# START OF Task inputs

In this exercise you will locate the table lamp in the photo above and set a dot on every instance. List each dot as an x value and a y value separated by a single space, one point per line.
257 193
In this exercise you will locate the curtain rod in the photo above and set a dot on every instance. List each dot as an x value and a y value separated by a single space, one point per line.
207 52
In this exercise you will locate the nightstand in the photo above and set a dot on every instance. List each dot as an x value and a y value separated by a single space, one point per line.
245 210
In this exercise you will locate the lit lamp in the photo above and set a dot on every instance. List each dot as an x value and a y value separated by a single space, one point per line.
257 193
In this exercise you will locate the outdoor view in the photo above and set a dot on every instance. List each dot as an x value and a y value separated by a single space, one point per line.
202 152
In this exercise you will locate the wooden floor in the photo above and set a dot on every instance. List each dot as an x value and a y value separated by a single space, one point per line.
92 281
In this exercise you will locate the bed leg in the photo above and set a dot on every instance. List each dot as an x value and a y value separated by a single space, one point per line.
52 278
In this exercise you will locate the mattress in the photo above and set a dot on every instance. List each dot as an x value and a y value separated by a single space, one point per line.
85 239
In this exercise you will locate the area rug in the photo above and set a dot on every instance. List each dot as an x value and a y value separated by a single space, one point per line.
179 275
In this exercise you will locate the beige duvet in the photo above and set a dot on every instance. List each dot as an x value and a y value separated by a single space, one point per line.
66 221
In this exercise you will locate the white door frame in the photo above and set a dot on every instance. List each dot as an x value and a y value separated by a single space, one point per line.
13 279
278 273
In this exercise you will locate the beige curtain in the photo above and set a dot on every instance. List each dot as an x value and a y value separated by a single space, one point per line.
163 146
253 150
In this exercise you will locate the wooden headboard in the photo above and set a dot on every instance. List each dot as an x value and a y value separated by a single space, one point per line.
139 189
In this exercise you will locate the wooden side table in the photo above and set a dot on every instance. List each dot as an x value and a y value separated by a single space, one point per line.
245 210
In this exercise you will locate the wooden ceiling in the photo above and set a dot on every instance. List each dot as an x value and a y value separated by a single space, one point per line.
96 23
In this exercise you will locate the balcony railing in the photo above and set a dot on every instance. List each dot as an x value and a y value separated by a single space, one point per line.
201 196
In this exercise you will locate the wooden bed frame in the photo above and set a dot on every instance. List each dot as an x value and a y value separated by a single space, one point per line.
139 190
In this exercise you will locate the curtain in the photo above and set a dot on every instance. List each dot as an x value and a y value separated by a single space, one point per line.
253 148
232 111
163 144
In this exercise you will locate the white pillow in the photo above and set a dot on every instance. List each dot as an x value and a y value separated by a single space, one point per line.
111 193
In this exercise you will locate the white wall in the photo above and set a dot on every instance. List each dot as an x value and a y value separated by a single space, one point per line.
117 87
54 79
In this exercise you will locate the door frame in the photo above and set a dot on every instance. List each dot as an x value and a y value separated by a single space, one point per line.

# END OF Task inputs
# START OF Task inputs

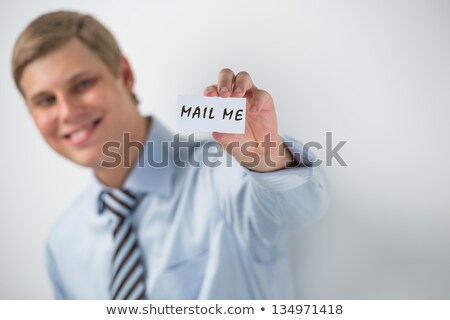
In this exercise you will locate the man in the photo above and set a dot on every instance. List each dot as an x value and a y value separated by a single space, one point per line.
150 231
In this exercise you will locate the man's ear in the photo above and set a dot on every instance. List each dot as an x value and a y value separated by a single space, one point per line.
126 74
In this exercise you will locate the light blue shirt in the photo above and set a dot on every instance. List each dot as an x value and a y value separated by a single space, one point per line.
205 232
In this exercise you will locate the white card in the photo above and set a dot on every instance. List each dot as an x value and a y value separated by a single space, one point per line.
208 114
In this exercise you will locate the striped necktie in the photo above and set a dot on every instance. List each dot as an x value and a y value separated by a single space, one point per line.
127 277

# END OF Task inputs
# START OF Task inputs

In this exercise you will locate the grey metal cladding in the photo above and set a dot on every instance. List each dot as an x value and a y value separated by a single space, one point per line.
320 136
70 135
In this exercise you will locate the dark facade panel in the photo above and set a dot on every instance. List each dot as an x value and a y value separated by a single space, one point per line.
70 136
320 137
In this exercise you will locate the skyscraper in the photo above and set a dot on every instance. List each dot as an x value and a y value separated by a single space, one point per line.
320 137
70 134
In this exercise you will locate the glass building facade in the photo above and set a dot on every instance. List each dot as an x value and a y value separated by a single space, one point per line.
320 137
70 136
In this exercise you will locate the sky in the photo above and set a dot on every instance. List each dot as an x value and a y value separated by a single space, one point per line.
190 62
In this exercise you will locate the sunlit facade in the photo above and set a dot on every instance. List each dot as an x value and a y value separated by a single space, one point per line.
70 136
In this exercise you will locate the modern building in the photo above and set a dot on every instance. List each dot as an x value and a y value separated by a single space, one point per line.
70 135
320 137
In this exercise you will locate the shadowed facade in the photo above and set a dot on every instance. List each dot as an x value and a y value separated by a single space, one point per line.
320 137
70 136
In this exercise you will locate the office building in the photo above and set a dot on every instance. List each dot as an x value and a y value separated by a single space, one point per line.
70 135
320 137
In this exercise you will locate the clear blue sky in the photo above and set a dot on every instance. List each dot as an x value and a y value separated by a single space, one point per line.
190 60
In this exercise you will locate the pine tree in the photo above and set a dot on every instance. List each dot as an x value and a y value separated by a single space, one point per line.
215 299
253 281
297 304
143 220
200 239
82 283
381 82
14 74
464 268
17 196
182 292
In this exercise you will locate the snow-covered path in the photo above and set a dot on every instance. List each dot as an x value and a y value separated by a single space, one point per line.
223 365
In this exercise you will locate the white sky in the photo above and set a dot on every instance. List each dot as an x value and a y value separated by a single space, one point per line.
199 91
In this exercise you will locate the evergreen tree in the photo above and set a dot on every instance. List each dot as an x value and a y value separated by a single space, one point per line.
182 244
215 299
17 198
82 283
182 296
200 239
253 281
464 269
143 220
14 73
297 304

# END OF Task inputs

# Directive
Please pick out each line of the listing above that contains the word "building" and copy it in full.

# Answer below
In this exercise you will locate the glass building facade in the photo above and set a dot on every instance. List each dot as an x value and a y value separated by a single space, one point per line.
In this exercise you will locate the modern building in the photo above and set a dot on every instance. List each dot as an x value and a y value separated by a single space, one point per line.
In this exercise you will locate the office building in the photo above and set a dot on every instance. List each dot as an x value and a y value separated by a single space, one point per line.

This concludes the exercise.